LIST OF TASKS:
1 - Decide whether each statement (a), (b), (c) agrees with the passage below on fishing detection. Answer yes or no for each, and quote the words of the passage that decide it.
(a) The distance-window approach used 12 clusters.
(b) With a fixed number of AIS messages, the acceleration-related feature becomes scattered for low RCOG values.
(c) Acceleration was judged a key feature for the fishing detection task.
2 - Answer these questions from the passage below on fishing detection.
(a) How many clusters were used for the observation-window and time-window techniques?
(b) Which algorithm produced the labels that color the features in Figure 13?
(c) After post-processing, in messages showing what kind of pattern are fishing activities detected?

In order to compare the features produced by observation, time, and distance-based approaches, we used a window size of 10 messages, 10 min, and 5000 m, which were defined by the previous analysis in Section 3.1.2. Figure 13 illustrates the features colored by the labels from the k-means algorithm using the number of clusters defined based on the analysis presented in Section 3.1.1. Thus, 8 clusters were used for observation-window and time-window techniques, while 12 clusters were applied for distance-window. Using the time-based information-sharing approach, the image indicates that the acceleration-related feature becomes scattered for low RCOG values. Contrarily, the RCOG becomes more scattered on low acceleration values when using a fixed number of AIS messages. On the other hand, the distance-based approach increased the scatteredness of both RCOG and acceleration-related features, leading to less overlapping as observed with DBI values.
Accordingly, RCOG values seem to be the most relevant feature in detecting chaotic-like patterns. However, the acceleration prevented noise among the more minor labeled sequences, avoiding spotting an incorrect sailing-related message between fishing-related messages. Considering that correctly labeling the dataset with fewer uncertainties and noise is the goal of our methodology, we concluded that the acceleration is key-feature for the fishing detection task, leading to a more precise pattern detection. Additionally, Figure 14 shows the features colored after the post-processing, in which it is noticeable that sailing activities tend to be in the same regions, while fishing activities are detected in messages that show a diverging pattern. This behavior shows that messages in a shipping lane tend to keep the same acceleration and direction since this region is close to zero, indicating a slight variation in the movement pattern.

PROVIDED MATERIAL:
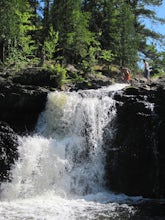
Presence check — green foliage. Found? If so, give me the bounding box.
[43,26,58,60]
[0,0,165,78]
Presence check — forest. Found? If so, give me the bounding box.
[0,0,165,84]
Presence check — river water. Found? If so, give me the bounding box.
[0,84,163,220]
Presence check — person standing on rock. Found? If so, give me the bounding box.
[143,59,151,82]
[120,66,131,83]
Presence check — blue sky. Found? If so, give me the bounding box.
[151,0,165,34]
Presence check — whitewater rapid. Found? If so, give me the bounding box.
[0,84,141,220]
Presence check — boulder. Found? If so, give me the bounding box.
[0,79,48,133]
[105,79,165,198]
[0,122,18,182]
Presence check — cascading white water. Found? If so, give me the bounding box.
[0,84,142,219]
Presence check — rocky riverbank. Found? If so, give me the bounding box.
[0,66,165,198]
[106,78,165,198]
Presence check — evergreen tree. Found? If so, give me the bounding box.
[52,0,92,63]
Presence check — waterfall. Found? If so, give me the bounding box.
[0,84,142,219]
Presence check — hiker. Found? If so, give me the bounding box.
[120,66,131,83]
[143,59,151,82]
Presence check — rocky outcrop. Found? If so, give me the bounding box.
[0,122,18,182]
[105,79,165,198]
[0,77,48,133]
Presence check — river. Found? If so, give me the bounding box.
[0,84,163,220]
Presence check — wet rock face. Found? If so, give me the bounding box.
[0,81,47,133]
[105,81,165,198]
[0,122,18,182]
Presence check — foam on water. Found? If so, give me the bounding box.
[0,84,141,220]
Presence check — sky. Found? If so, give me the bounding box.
[145,0,165,50]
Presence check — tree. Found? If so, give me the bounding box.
[52,0,93,63]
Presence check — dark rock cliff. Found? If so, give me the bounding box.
[0,122,18,182]
[105,79,165,198]
[0,75,48,133]
[0,70,49,182]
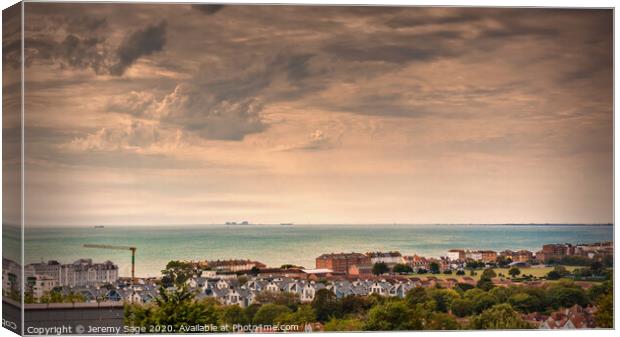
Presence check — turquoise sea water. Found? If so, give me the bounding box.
[5,225,613,276]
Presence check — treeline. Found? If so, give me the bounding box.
[125,275,613,331]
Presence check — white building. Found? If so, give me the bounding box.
[366,252,405,264]
[28,275,58,301]
[60,259,118,287]
[446,249,465,261]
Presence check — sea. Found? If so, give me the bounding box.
[3,224,613,277]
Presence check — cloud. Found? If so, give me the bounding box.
[64,120,183,153]
[192,5,225,15]
[107,83,267,141]
[110,21,167,76]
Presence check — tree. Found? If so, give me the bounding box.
[392,263,413,274]
[547,281,588,309]
[325,318,364,331]
[480,268,497,280]
[256,291,300,309]
[427,288,461,312]
[476,277,495,291]
[496,255,512,268]
[588,281,613,302]
[508,293,542,313]
[594,293,614,328]
[454,282,474,292]
[424,312,459,330]
[547,266,570,280]
[450,298,475,317]
[590,261,605,275]
[275,304,316,327]
[470,303,533,330]
[125,284,218,331]
[161,260,200,288]
[312,289,341,322]
[340,295,372,315]
[508,267,521,278]
[220,305,250,325]
[253,303,291,325]
[364,301,426,331]
[372,262,390,275]
[405,287,430,307]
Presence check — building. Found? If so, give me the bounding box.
[348,264,373,278]
[25,275,58,301]
[446,249,465,261]
[205,260,266,272]
[2,258,22,295]
[480,250,497,263]
[403,255,429,271]
[465,250,482,261]
[316,253,371,273]
[24,259,118,287]
[24,260,62,284]
[536,243,575,261]
[366,252,404,265]
[540,304,596,330]
[511,249,534,262]
[59,259,118,287]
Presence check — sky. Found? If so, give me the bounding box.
[3,3,613,226]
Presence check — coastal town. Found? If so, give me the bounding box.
[2,242,614,330]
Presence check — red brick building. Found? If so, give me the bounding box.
[316,253,370,273]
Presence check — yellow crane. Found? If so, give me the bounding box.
[84,244,136,284]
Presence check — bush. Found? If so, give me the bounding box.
[450,298,475,317]
[470,303,533,330]
[253,303,291,324]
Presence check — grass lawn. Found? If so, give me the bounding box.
[410,266,581,281]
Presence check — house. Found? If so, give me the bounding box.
[369,280,392,296]
[512,249,534,263]
[465,250,482,261]
[403,255,429,271]
[206,260,266,272]
[480,250,497,263]
[366,252,404,265]
[446,249,465,261]
[299,282,325,302]
[316,253,371,273]
[540,304,596,329]
[348,264,373,278]
[26,275,58,301]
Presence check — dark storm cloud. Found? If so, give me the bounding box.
[286,54,314,81]
[324,31,461,63]
[385,12,481,28]
[110,21,167,76]
[192,5,225,15]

ANSWERS:
1 -
(a) Yes: "while 12 clusters were applied for distance-window"
(b) No: "the RCOG becomes more scattered on low acceleration values when using a fixed number of AIS messages"
(c) Yes: "we concluded that the acceleration is key-feature for the fishing detection task"

2 -
(a) 8
(b) k-means
(c) A diverging pattern